**TO BE DONE**.
1. Retype the stretch of the Kristin Green biography from "In 2014, her" through "Architects National Conference.".
2. Decide whether each statement agrees with the Kristin Green biography, and answer yes or no, quoting the deciding words of the biography: (a) Green established KGA Architecture in 2009. (b) Green studied architecture at Melbourne University. (c) Green sat on the Interior Architecture Awards Jury in 2014.
3. Answer these questions from the Kristin Green biography:
(a) Which of Green's projects was included in the Sustainable Empires exhibition?
(b) At which practice was Green part of the project team on the Craigieburn Bypass project?
(c) Who directed the 2014 Venice Architecture Biennale?

**READING TEXT**.
+ + + + + + +
Kristin Green is the director of the Australian architecture practice Kristin Green Associates architecture (KGA architecture) based in Melbourne, Australia.

Early life and education
Green was born in Melbourne, and studied architecture at RMIT University, graduating in 2004.  Her thesis was published in the 2001 RMIT Architecture Design Thesis Major Projects catalogue of student work, The Bold and the Beautiful.

Career
Having worked for a variety of Melbourne architectural practices, such as Hassell, BKK Architects, Peter Mills, Boschler and Taylor Cullity Lethlean (TCL), in 2009 Green established KGA Architecture.  At TCL, Green was part of the project team on the multi-award winning Craigieburn Bypass project.

In 2014, her project La Plage du Pacifique was included in the Sustainable Empires exhibition at the Palace Albrizzi as part of the collateral events for the 2014 Venice Architecture Biennale, Fundamentals, directed by Rem Koolhaas. In 2015, she is an invited speaker at Risk, the Australian Institute of Architects National Conference.
 
Green teaches design regularly at RMIT and Melbourne Universities.  She is active in Australian architecture culture as a member of the Australian Institute of Architects and sat on the Interior Architecture Awards Jury in 2014.
+ + + + + + +
**RECORDED INFORMATION**.

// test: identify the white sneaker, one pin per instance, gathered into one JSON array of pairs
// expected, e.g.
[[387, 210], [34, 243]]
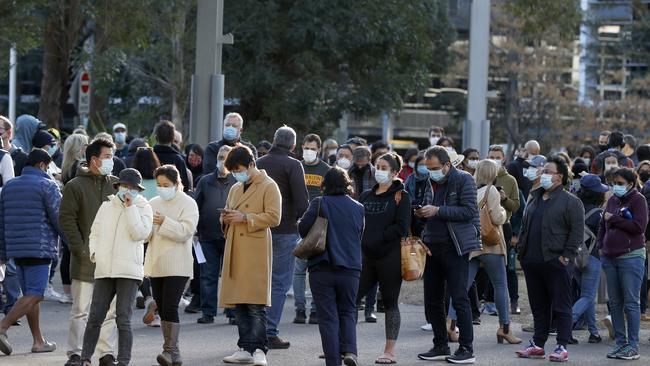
+ + + + + + +
**TASK-BY-TASK OUTPUTS**.
1.
In 2014, her project La Plage du Pacifique was included in the Sustainable Empires exhibition at the Palace Albrizzi as part of the collateral events for the 2014 Venice Architecture Biennale, Fundamentals, directed by Rem Koolhaas. In 2015, she is an invited speaker at Risk, the Australian Institute of Architects National Conference.

2.
(a) Yes: "in 2009 Green established KGA Architecture"
(b) No: "studied architecture at RMIT University"
(c) Yes: "sat on the Interior Architecture Awards Jury in 2014"

3.
(a) La Plage du Pacifique
(b) Taylor Cullity Lethlean (TCL)
(c) Rem Koolhaas